[Start of section]

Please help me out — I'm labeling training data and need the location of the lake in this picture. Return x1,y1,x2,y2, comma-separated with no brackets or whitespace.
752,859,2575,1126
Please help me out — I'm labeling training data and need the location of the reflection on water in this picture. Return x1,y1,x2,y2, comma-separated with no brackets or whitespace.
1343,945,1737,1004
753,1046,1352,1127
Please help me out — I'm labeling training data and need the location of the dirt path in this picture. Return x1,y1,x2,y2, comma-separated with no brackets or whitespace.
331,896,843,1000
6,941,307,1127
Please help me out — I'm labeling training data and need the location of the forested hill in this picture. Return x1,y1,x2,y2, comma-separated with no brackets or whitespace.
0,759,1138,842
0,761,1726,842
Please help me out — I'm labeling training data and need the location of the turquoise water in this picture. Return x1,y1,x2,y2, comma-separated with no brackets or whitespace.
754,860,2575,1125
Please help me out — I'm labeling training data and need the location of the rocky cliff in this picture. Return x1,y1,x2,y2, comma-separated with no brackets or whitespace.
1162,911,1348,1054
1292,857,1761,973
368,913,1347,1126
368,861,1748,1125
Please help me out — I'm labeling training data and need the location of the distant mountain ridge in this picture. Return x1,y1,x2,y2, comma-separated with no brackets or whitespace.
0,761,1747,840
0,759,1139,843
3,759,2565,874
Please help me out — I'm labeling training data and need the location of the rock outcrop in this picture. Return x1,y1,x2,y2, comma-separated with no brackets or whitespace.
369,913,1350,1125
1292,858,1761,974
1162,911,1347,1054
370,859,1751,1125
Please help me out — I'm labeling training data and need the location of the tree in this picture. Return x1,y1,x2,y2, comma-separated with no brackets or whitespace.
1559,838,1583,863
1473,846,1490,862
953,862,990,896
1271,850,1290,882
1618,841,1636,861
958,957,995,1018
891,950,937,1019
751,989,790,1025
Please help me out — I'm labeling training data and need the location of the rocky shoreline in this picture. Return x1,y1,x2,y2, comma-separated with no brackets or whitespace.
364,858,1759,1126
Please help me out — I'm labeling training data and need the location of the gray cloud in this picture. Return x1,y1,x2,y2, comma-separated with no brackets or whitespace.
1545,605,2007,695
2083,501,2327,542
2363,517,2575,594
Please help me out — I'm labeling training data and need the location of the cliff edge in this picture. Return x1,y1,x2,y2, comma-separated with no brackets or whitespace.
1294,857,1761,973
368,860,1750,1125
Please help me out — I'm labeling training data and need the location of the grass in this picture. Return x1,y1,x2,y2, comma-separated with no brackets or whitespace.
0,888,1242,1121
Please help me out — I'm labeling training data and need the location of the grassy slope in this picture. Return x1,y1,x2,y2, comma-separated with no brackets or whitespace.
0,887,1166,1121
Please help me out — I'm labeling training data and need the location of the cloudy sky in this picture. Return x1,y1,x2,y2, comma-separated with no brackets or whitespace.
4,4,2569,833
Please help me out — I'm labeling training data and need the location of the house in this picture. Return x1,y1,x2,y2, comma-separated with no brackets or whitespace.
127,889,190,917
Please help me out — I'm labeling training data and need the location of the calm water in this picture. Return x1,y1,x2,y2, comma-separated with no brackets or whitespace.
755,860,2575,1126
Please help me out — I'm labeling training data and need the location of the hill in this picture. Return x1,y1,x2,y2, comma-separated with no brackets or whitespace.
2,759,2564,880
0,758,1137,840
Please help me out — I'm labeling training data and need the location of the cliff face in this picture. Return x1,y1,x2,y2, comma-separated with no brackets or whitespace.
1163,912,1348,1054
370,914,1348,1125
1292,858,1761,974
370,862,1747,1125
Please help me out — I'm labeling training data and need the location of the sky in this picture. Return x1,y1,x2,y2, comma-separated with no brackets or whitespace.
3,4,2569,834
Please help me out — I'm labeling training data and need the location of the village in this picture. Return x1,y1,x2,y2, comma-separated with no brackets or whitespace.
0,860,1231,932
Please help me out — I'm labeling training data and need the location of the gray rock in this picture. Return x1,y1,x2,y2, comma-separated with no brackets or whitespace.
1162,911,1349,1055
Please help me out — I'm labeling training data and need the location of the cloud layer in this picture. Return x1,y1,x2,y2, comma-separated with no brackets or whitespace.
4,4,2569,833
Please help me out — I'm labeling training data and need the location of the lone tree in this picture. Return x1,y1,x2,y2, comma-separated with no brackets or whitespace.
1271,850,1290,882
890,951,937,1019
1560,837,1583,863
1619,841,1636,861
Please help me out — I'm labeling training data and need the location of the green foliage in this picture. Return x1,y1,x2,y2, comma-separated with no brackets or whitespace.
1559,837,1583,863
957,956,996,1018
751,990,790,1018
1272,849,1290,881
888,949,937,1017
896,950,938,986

[End of section]

■ Task requirements:
Output the data above exactly, please, line for line.

■ Task output:
Please help me out — I'm labeling training data and need the location of the lake in this picture. Return x1,y1,x2,y2, comma-separated with no brackets or whitespace.
752,859,2575,1126
Please help me out — I'm labeling training data and need the location of the reflection on water in this picture. Return x1,y1,x2,y2, comma-separated with no brackets or whitespace.
1343,945,1737,1004
753,1046,1352,1127
Please help me out — I'm labeling training data and need the location of the dirt path in this picture. Return x1,y1,x2,y2, comma-separated with no brackets or whitespace.
331,896,843,1000
6,941,307,1127
Please help me out — I'm labeling training data and need the location of the forested hill in this picture. Return x1,y1,x2,y2, comma-separated with no brackets or whitespace.
0,759,1138,842
0,761,1726,842
Please help me out — I'm labeling training data and need the location of the turquoise water in this picture. Return x1,y1,x2,y2, comma-separated with no brackets or whitespace.
754,860,2575,1125
Please help me out — I'm labeling training data and need the location of the rocky cliff in this picture. Return x1,y1,x2,y2, comma-separated with no brackets or whitespace.
1162,911,1348,1054
1292,857,1761,973
368,913,1347,1126
368,861,1748,1125
Please help me out — I'm labeling training data and need the location of the distant mountain ridge in this picture. Return x1,y1,x2,y2, comma-separated with no brackets or whitespace.
0,761,1747,840
0,759,1139,843
3,759,2565,874
Please help me out — I'm labeling training data and need the location of the rock outcrop in this picture. Return x1,y1,x2,y2, comma-separated with no brackets or whitespace.
369,913,1350,1125
1292,858,1761,974
1162,911,1347,1054
370,859,1751,1125
Please help me out — I'm labeling training data and need the location of the tree in this picture. Return x1,y1,x2,y2, comma-separated with no brackets or whitespace.
1559,838,1583,863
1473,846,1490,862
953,862,990,896
1271,850,1290,882
1618,841,1636,861
958,957,995,1018
891,950,937,1019
751,989,790,1025
Please help me out — I'm labeling training data and need the location of the rocky shoreline in this picture. Return x1,y1,x2,y2, comma-separated with no brackets or whitespace.
364,858,1759,1126
Please help me out — I'm labeling training data and need the location of the gray cloud in this picture. Return x1,y1,x2,y2, comma-separated with no brackets or whitespace.
1545,605,2007,695
2083,501,2327,542
2363,517,2575,594
Please help me out — I'm labeling training data and need the location of the cliff edge in this picture. Return x1,y1,x2,y2, comma-separated with no brackets or whitespace.
1294,857,1761,973
368,860,1750,1125
Please help me out — I'm labeling training data and need the location of the grass in this picture. Return x1,y1,x2,y2, comma-separated with no brackets or whitespace.
0,888,1242,1121
Please help me out — I'm labeling training data and need the location of the grassy slope in this picture. Return x1,y1,x2,y2, comma-separated with no brackets or whitespace.
0,887,1166,1121
Please help me out — I'm labeling training data and need the location of the cloudy sky in this picture. Return x1,y1,x2,y2, comma-separated with no brackets or whitespace.
4,4,2569,833
Please help me out — I'm labeling training data and need the location of the house in this picture. Return x1,y1,x2,y2, comma-separated with no brackets or whitespace.
127,889,190,917
Please help me out — I'm labeling training data and need the location of the calm water in this picture. Return x1,y1,x2,y2, comma-separated with no brackets or whitespace.
755,860,2575,1126
Please help me out — I'm labeling training data and need the location of the hill in this picture. Return x1,y1,x2,y2, comma-separated with no brackets or whitespace.
2,759,2564,880
0,758,1137,840
Please help me out — I'm labeling training data and need the location of the cliff face in this picture. Return x1,y1,x2,y2, comma-separated with no brackets or whitespace.
1163,912,1348,1054
370,914,1348,1125
1292,858,1761,974
370,862,1747,1125
Please help me out — I'm labeling training data and need the location of the sky in this picture. Return x1,y1,x2,y2, comma-separated with no brackets or whitespace.
3,4,2569,834
Please help me out — I'm labeling training data and need the location of the village in this picture. Return x1,y1,x2,y2, comma-separated with no brackets or whitespace.
0,860,1231,932
Please help me out — I'm labeling training data and need the location of the gray rock in this picture. Return x1,y1,x2,y2, comma-separated with no brackets or whitespace.
1162,911,1349,1055
Please help me out — I'm labeling training data and need the location of the cloud layer in this picture. Return x1,y1,x2,y2, comma-separated with no brackets or whitespace.
4,4,2569,833
Please help me out — I'm labeling training data and need the location of the lone tree in this picture. Return x1,y1,x2,y2, comma-separated with no brackets or whitespace.
1271,850,1290,882
890,951,937,1019
1560,837,1583,863
1619,841,1636,861
Please help me out — I'm labeling training data and need the location of the green foliage in this picture. Return x1,y1,x2,y2, comma-separated with no brackets or whitespace.
1559,837,1583,863
957,956,996,1018
751,990,790,1018
1272,849,1290,881
888,949,937,1017
896,950,938,986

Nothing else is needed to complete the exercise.